* [TEXT SECTION]

○ ○ ○ ○ ○ ○ ○

Question #a8f63

1 Answer
Sep 11, 2015

Answer:

#=1,258 mum#

Explanation:

Note that the unit of magnetic flux density (B) is the Tesla, which is dimensionally equivalent to a #(Wb)/m^2#, since by definition it is the magnetic flux per unit area. (incorrect SI unit given in the original question).

The velocity v of the proton may be found from the definition of potential difference, together with the principle of conservation of energy. Since by definition, potential difference between 2 points is defined as the work done per unit charge to move a positive charge between the 2 points, and this work done is transferred into kinetic energy of the proton, it implies that
#QV=1/2 mv^2 => v=sqrt((2QV)/m)#
#=sqrt(((2)(9,1xx10^(-31))(6xx10^5))/(1,67xx10^(-27))) = 25,571 m//s #

Now, an electric charge Q moving at velocity v in the presence of a magnetic field of flux density B, experiences a magnetic force given by
#vecF=QvecvxxvecB#

This is a vector cross product so its direction can be obtained from the right hand rule, and is perpendicular to both v and B.
This force is hence directed towards the centre all the time and is thus the required centripetal force #F_c# to keep the charge moving in a circular motion.

The magnitude of this force can be given by #Q*||vecv||*||vecB ||*sintheta# , where #theta# is the angle between #vecv and vecB#

So, in this case, #QvBsintheta=(mv^2)/r#
#therefore r=(mv)/(QBsintheta)#
#=((1,67xx10^(-27))(25,571))/((1,6xx10^-19)(0,3)sin45^@)#

#=1,258 mum#

○ ○ ○ ○ ○ ○ ○

* [RECORD EXTRACTS]

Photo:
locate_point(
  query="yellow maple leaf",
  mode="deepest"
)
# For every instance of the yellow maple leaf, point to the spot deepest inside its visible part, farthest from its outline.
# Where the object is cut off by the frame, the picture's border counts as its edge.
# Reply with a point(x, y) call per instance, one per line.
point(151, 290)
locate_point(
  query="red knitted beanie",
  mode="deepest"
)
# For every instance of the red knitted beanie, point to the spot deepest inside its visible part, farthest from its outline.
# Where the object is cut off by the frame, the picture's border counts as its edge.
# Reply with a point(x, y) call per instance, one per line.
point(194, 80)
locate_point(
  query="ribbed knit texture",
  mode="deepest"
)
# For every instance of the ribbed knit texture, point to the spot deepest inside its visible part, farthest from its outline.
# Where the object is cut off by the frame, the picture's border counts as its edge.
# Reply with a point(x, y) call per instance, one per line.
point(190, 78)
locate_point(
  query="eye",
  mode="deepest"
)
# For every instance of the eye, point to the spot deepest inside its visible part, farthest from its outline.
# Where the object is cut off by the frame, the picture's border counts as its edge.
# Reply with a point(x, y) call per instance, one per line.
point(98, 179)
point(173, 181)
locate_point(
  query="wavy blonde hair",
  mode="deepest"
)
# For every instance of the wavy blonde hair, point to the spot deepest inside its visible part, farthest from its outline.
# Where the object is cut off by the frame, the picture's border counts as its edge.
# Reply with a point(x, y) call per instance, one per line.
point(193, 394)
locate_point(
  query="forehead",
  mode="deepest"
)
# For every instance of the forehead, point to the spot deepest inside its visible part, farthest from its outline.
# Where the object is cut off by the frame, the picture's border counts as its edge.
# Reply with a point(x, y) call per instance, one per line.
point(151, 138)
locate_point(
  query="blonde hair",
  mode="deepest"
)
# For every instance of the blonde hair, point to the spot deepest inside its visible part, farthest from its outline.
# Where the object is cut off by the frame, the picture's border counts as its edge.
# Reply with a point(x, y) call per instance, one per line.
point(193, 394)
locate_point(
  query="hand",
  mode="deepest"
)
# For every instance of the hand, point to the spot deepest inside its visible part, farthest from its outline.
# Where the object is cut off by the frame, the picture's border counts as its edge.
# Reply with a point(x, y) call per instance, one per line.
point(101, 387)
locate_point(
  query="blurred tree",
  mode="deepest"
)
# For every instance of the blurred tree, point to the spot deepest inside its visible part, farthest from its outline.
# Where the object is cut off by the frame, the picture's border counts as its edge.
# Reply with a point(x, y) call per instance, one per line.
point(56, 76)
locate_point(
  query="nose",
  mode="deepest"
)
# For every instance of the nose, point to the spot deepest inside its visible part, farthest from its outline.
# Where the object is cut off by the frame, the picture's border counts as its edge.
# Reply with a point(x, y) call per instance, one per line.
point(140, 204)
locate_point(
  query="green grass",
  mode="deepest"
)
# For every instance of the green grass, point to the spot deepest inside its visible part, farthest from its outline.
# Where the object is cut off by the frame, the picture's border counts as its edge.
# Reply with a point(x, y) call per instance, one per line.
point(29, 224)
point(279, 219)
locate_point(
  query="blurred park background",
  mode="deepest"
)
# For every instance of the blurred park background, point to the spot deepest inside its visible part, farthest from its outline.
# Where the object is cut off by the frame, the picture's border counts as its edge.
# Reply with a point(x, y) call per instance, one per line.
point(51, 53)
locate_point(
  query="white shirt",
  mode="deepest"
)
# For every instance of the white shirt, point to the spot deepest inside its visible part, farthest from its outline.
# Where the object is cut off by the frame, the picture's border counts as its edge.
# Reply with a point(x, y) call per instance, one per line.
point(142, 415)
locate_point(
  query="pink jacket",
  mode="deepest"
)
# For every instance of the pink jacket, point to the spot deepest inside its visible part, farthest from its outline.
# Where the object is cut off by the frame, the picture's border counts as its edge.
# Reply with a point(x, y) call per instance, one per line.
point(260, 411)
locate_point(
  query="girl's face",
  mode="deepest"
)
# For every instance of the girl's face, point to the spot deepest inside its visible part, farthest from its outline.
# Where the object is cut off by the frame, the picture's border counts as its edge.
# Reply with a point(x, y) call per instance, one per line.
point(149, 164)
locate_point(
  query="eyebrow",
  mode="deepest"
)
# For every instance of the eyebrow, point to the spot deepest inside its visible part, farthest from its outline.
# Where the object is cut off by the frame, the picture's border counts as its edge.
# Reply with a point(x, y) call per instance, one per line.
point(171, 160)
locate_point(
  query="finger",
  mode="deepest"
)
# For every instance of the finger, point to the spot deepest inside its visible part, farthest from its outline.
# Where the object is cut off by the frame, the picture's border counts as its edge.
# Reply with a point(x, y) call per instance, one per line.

○ ○ ○ ○ ○ ○ ○

* [TASKS TO CARRY OUT]
a. Reproduce the passage of the proton explanation that begins at the words "This force is" and stops after "a circular motion.".
b. In the proton explanation, what is the unit of magnetic flux density?
You won't need the listing for this.

* [SET OF ANSWERS]
a.
This force is hence directed towards the centre all the time and is thus the required centripetal force #F_c# to keep the charge moving in a circular motion.

b. The Tesla.